EXCERPT PROVIDED
%%

Form 8-K

 

 

UNITED STATES

SECURITIES AND EXCHANGE COMMISSION

Washington, D.C. 20549

 

 

FORM 8-K

 

 

CURRENT REPORT

Pursuant to Section 13 or 15(d)

of the Securities Exchange Act of 1934

Date of Report (Date of earliest event reported): August 12, 2013

 

 

BUCKEYE TECHNOLOGIES INC.

(Exact name of registrant as specified in its charter)

 

 

 

Delaware   001-14030   62-1518973

(State or other jurisdiction

of incorporation)

 

(Commission

File Number)

 

(IRS Employer

Identification No.)

 

1001 Tillman Street

Memphis, Tennessee

  38112
(Address of principal executive offices)   (Zip Code)

Registrant’s telephone number, including area code: (901) 320-8100

Not Applicable

(Former name or former address, if changed since last report)

 

 

Check the appropriate box below if the Form 8-K filing is intended to simultaneously satisfy the filing obligation of the registrant under any of the following provisions:

 

¨ Written communications pursuant to Rule 425 under the Securities Act (17 CFR 230.425)

 

¨ Soliciting material pursuant to Rule 14a-12 under the Exchange Act (17 CFR 240.14a-12)

 

¨ Pre-commencement communications pursuant to Rule 14d-2(b) under the Exchange Act (17 CFR 240.14d-2(b))

 

¨ Pre-commencement communications pursuant to Rule 13e-4(c) under the Exchange Act (17 CFR 240.13e-4(c))

 

 

 


SECTION 5. CORPORATE GOVERNANCE AND MANAGEMENT.

Item 5.02. Departure of Directors or Certain Officers; Election of Directors; Appointment of Certain Officers; Compensatory Arrangements of Certain Officers.

Performance Bonuses

On August 12, 2013, Buckeye Technologies Inc. (the “Company”) awarded bonuses to its named executive officers for the fiscal year ended June 30, 2013, based on Compensation Committee approval. The named executive officers will receive the following bonuses:

 

   

John B. Crowe, Chairman and Chief Executive Officer, will receive $438,217 based on the Company’s At-Risk Compensation (“ARC”) bonus program, $57,362 from the All Employee Bonus Plan and $15,954 from the Company’s Retirement Replacement Plan.

 

   

Steven G. Dean, Executive Vice President and Chief Financial Officer will receive $161,348 based on the Company’s ARC bonus program, $29,016 from the All Employee Bonus Plan and $12,084 from the Company’s Retirement Replacement Plan.

 

   

Douglas L. Dowdell, Executive Vice President, Specialty Fibers, will receive $160,980 based on the Company’s ARC bonus program and $27,863 from the All Employee Bonus Plan.

 

   

Paul N. Horne, Senior Vice President, Product and Market Development, will receive $135,472 based on the Company’s ARC bonus program and $28,050 from the All Employee Bonus Plan.

%%

WHAT IS EXPECTED
Write out, word for word, the part of the Form 8-K above that begins with "Pursuant to Section 13" and ends after "in its charter)".

RECORD EXTRACTS
%%

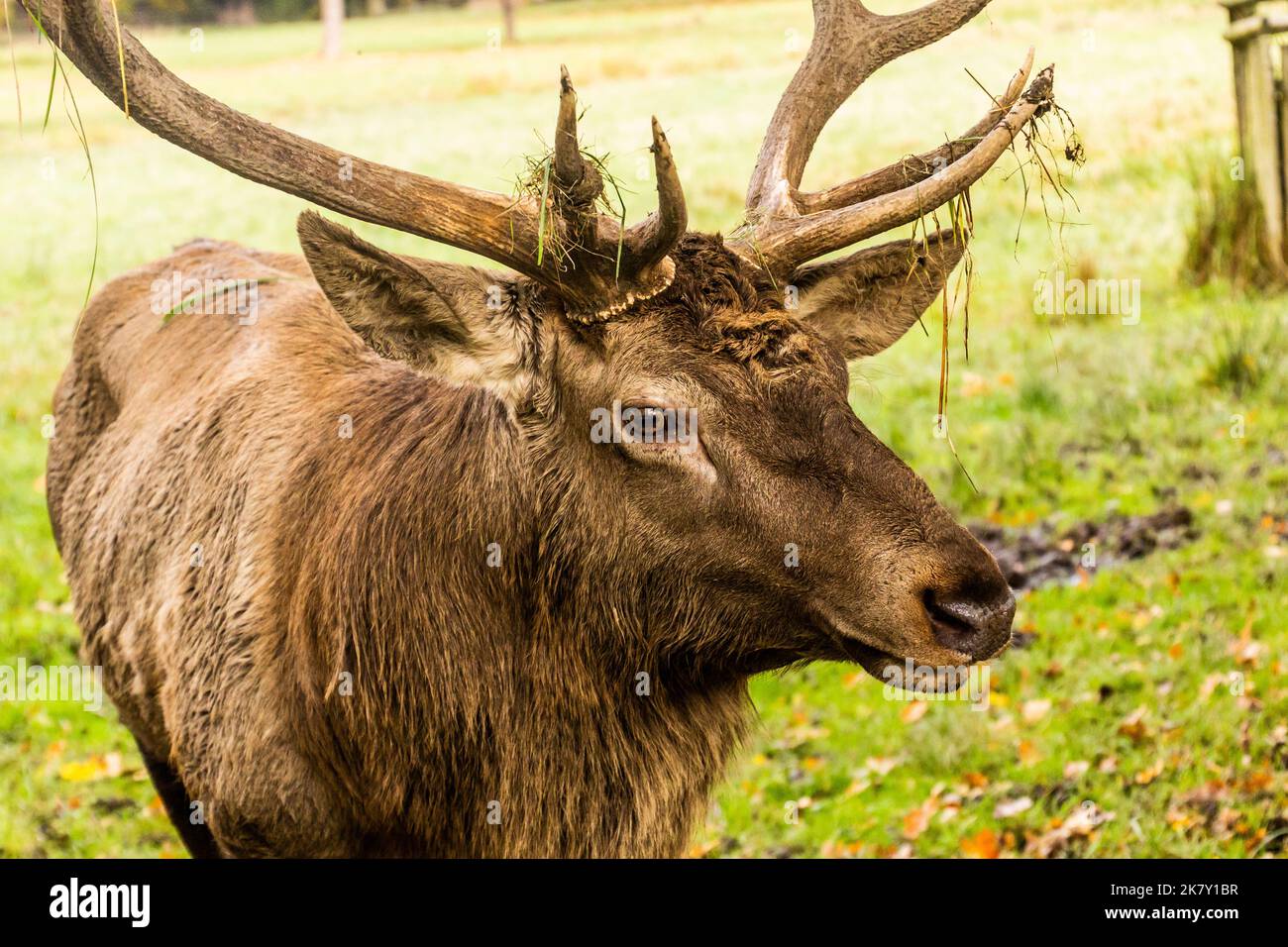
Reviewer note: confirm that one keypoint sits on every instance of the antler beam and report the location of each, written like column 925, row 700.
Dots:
column 494, row 226
column 787, row 227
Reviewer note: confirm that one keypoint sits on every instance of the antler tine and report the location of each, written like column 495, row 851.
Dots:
column 579, row 180
column 917, row 167
column 785, row 244
column 850, row 43
column 652, row 239
column 787, row 227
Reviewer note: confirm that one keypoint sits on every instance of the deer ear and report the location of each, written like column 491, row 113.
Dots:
column 447, row 321
column 866, row 302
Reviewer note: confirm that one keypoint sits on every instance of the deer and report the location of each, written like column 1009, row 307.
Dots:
column 361, row 579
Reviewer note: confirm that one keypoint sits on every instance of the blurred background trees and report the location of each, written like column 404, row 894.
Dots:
column 243, row 12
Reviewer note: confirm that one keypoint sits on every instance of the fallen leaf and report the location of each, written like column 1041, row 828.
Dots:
column 982, row 845
column 1013, row 806
column 1080, row 825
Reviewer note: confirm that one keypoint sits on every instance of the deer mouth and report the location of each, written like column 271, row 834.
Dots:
column 884, row 665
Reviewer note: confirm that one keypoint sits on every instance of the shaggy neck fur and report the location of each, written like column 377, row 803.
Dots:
column 497, row 705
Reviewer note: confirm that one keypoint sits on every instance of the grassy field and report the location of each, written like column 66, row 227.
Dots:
column 1149, row 714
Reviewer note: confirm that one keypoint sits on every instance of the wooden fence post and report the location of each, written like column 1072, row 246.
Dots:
column 1261, row 128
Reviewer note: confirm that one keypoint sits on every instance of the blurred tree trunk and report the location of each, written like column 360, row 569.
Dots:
column 333, row 22
column 507, row 20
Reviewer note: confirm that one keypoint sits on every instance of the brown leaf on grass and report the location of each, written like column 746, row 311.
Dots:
column 104, row 767
column 983, row 844
column 1081, row 823
column 914, row 822
column 1147, row 775
column 1133, row 725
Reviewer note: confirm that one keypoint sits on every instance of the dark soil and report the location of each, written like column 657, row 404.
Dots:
column 1041, row 554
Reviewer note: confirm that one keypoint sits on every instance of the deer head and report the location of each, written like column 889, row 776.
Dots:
column 732, row 463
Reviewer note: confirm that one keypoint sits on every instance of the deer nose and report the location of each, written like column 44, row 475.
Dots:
column 975, row 625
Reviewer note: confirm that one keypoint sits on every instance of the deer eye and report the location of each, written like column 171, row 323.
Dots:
column 658, row 427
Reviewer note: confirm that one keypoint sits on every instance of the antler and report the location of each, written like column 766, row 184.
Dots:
column 600, row 268
column 787, row 227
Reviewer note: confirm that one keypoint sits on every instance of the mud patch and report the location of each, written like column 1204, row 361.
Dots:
column 1041, row 554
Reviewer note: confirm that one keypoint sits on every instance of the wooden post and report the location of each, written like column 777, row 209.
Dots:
column 333, row 26
column 1283, row 137
column 1260, row 128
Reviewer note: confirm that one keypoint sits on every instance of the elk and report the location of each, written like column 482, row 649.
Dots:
column 465, row 626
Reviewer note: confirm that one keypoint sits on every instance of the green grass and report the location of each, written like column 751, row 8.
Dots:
column 1064, row 418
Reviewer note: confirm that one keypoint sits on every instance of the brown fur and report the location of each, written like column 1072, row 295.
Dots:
column 344, row 673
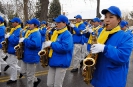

%%

EXERCISE RESULT
Pursuant to Section 13 or 15(d)

of the Securities Exchange Act of 1934

Date of Report (Date of earliest event reported): August 12, 2013

 

 

BUCKEYE TECHNOLOGIES INC.

(Exact name of registrant as specified in its charter)